DMA buffers allocated from the CMA dma-buf heap get counted under
RssFile for processes that map them and trigger page faults. In
addition to the incorrect accounting reported to userspace, reclaim
behavior was influenced by the MM_FILEPAGES counter until linux 6.8, but
this memory is not reclaimable. [1] Change the CMA dma-buf heap to set
VM_PFNMAP on the VMA so MM does not poke at the memory managed by this
dma-buf heap, and use vmf_insert_pfn to correct the RSS accounting.
The system dma-buf heap does not suffer from this issue since
remap_pfn_range is used during the mmap of the buffer, which also sets
VM_PFNMAP on the VMA.
[1] https://git.kernel.org/pub/scm/linux/kernel/git/torvalds/linux.git/commit/mm/vmscan.c?id=fb46e22a9e3863e08aef8815df9f17d0f4b9aede
Fixes: b61614ec318a ("dma-buf: heaps: Add CMA heap to dmabuf heaps")
Signed-off-by: T.J. Mercier <[email protected]>
---
drivers/dma-buf/heaps/cma_heap.c | 7 +++----
1 file changed, 3 insertions(+), 4 deletions(-)
diff --git a/drivers/dma-buf/heaps/cma_heap.c b/drivers/dma-buf/heaps/cma_heap.c
index ee899f8e6721..4a63567e93ba 100644
--- a/drivers/dma-buf/heaps/cma_heap.c
+++ b/drivers/dma-buf/heaps/cma_heap.c
@@ -168,10 +168,7 @@ static vm_fault_t cma_heap_vm_fault(struct vm_fault *vmf)
if (vmf->pgoff > buffer->pagecount)
return VM_FAULT_SIGBUS;
- vmf->page = buffer->pages[vmf->pgoff];
- get_page(vmf->page);
-
- return 0;
+ return vmf_insert_pfn(vma, vmf->address, page_to_pfn(buffer->pages[vmf->pgoff]));
}
static const struct vm_operations_struct dma_heap_vm_ops = {
@@ -185,6 +182,8 @@ static int cma_heap_mmap(struct dma_buf *dmabuf, struct vm_area_struct *vma)
if ((vma->vm_flags & (VM_SHARED | VM_MAYSHARE)) == 0)

Given request 1: In the patch description, which function does the system dma-buf heap use during mmap that also sets VM_PFNMAP on the VMA?
Given request 2: Swap "instance" for "occurrence" in everything from the line containing "of the gray" down to the end of the records, keeping all else the same.
The text and the records come from separate, unrelated sources.

Entries provided:
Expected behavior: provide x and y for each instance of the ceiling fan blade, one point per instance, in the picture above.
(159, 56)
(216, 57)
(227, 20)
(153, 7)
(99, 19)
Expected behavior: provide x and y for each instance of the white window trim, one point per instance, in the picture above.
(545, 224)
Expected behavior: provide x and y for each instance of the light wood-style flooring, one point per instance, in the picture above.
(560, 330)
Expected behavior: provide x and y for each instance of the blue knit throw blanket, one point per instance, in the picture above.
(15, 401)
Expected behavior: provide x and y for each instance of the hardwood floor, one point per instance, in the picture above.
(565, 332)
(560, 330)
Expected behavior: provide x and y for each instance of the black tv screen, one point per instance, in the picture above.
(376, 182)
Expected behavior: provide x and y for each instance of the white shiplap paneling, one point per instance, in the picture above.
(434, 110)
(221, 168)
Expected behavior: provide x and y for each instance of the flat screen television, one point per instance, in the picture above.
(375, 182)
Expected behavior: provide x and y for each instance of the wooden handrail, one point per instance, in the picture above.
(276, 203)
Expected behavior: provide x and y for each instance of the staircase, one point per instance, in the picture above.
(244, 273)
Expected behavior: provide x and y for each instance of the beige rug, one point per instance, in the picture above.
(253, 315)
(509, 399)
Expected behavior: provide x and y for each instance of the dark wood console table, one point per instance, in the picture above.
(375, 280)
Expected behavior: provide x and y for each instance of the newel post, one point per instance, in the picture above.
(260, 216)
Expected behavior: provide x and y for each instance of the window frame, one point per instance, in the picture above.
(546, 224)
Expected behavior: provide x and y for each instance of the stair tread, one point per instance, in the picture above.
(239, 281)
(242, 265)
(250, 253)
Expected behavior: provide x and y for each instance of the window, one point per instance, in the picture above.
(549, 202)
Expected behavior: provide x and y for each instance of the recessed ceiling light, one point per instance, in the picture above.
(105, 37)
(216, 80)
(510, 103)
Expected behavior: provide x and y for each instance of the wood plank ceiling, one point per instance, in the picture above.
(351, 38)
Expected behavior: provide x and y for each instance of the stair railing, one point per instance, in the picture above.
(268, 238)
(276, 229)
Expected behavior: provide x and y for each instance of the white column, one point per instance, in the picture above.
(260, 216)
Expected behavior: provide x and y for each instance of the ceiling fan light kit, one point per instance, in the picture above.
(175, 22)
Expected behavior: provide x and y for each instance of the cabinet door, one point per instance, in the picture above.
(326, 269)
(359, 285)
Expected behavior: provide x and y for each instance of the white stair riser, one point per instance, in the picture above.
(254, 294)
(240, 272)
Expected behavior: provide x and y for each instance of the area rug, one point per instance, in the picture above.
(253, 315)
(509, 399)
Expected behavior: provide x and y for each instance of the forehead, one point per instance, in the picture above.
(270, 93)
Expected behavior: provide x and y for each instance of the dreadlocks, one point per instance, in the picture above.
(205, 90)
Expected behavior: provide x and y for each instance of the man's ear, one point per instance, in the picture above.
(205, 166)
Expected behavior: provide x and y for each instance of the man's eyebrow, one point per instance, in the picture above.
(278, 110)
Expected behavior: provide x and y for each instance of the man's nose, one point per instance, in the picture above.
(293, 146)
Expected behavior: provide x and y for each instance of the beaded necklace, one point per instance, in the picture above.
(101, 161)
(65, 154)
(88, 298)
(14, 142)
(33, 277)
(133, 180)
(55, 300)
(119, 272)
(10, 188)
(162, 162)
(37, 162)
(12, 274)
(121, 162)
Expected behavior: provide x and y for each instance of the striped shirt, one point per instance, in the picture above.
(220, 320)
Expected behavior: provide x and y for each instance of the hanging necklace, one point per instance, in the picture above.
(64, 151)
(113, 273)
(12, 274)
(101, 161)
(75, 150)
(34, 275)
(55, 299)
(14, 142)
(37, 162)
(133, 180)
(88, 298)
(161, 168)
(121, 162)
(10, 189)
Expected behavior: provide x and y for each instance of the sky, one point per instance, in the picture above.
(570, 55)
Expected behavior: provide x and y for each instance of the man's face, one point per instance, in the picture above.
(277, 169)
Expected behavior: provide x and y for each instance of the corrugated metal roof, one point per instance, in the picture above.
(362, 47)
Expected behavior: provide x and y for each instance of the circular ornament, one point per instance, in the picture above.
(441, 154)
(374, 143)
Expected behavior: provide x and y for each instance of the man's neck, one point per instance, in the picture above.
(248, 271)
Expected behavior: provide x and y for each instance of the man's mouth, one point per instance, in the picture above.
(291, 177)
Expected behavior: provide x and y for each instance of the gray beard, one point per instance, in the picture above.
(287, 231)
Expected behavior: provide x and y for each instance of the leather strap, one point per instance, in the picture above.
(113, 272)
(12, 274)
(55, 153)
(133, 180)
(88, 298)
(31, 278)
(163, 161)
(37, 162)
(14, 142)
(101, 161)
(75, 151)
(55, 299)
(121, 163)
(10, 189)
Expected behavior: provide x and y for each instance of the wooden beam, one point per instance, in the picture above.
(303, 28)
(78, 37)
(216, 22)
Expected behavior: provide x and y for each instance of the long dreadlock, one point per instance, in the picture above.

Written response 1: remap_pfn_range

Written response 2:
Expected behavior: provide x and y for each occurrence of the gray beard, one point per occurrence, in the picture above.
(287, 231)
Expected behavior: provide x and y for each occurrence of the leather strap, one point per occurrence, in the picture above.
(113, 272)
(12, 274)
(55, 153)
(133, 180)
(88, 298)
(31, 278)
(163, 161)
(37, 162)
(14, 142)
(101, 161)
(75, 151)
(55, 299)
(121, 163)
(10, 189)
Expected behavior: provide x and y for each occurrence of the wooden beam, one point per occurrence, in the picture above.
(303, 28)
(78, 37)
(216, 22)
Expected behavior: provide x and y for each occurrence of the long dreadlock, one point per occurrence, in the picture above.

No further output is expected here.